# DOCUMENT
BBSstories: What the Package Does (One Line, Title Case)

Second draft scaling residual variation

simulate_data <- function(ntimesteps, intercept, slope_ratio, sd_ratio) {

  slope <- slope_ratio * intercept

  sd_error = sd_ratio * mean(intercept, (intercept + (ntimesteps * slope)))

  vals <- intercept + ((1:ntimesteps) * slope) + rnorm(ntimesteps, sd = sd_error)

  if(any(vals <= 0)) {
    vals [ which(vals <= 0)] <- 1
  }

  return(data.frame(
    time = 1:ntimesteps,
    value = vals,
    true_slope = slope,
    true_slope_ratio = slope_ratio,
    true_error_ratio = sd_ratio,
    true_error = sd_error,
    true_intercept = intercept
  ))

}

set.seed(1977)
#one_sim <- simulate_data(25, runif(1, 600, 900), runif(1, -.0007, .0007), sd_ratio = .015)

# THINGS TO DO
A) Copy everything in the simulation code from "BBSstories: What the" down to "sd = sd_error)", swapping each "sd_error" for "residual_sd".
B) Write the next part of the R simulation code, starting after its last line.

# PROVIDED RECORDS
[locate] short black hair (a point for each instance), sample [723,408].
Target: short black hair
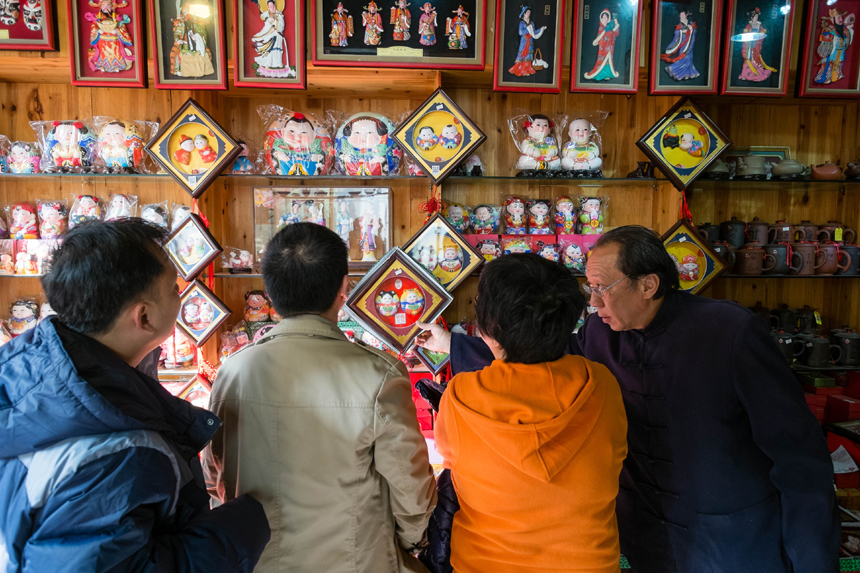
...
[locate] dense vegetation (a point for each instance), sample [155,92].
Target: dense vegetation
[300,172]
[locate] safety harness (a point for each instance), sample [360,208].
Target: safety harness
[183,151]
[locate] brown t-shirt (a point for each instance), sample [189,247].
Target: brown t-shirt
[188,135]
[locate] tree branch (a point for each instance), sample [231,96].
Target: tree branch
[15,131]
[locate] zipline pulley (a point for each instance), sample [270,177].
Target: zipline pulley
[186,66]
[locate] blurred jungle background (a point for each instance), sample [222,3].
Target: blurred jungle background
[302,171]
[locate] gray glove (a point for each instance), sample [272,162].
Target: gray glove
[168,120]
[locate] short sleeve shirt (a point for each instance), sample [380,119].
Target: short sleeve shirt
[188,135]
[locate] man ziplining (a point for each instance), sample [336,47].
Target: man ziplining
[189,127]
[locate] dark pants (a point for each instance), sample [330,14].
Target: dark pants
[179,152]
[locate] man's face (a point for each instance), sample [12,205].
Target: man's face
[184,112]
...
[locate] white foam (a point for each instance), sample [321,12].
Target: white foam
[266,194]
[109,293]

# ANSWERS BY TASK
A)
BBSstories: What the Package Does (One Line, Title Case)

Second draft scaling residual variation

simulate_data <- function(ntimesteps, intercept, slope_ratio, sd_ratio) {

  slope <- slope_ratio * intercept

  residual_sd = sd_ratio * mean(intercept, (intercept + (ntimesteps * slope)))

  vals <- intercept + ((1:ntimesteps) * slope) + rnorm(ntimesteps, sd = residual_sd)

B)
one_sim <- simulate_data(25,600, -.03, sd_ratio = .25)
ggplot(one_sim, aes(time, value)) + 
  geom_point() +
  theme_bw() +
  scale_y_continuous(limits = c(0, NA))

For a given response vector (in this case, a timeseries \~ year)

Make a least squares estimate
Divide the actual values by the estimate
I think the mean of this vector is 1, but that its standard deviation is a scaled measure of variation around the trend line.

one_lm <- lm(value ~ time, data = one_sim)

one_sim$est <- predict(one_lm)
one_sim$resid <- resid(one_lm)

ggplot(one_sim, aes(time, value)) +
  geom_point() +
  geom_line(aes(time, est), color = "pink") +
  theme_bw() +
  scale_y_continuous(limits = c(0, NA))

one_sim$est_scale <- one_sim$est / (one_sim$value)
one_sim$resid_scale <- abs(one_sim$resid) / mean(one_sim$est)

ggplot(one_sim, aes(time, est_scale)) +
  geom_point() +
  theme_bw()

mean(one_sim$est_scale)

## [1] 18.1338

sd(one_sim$est_scale)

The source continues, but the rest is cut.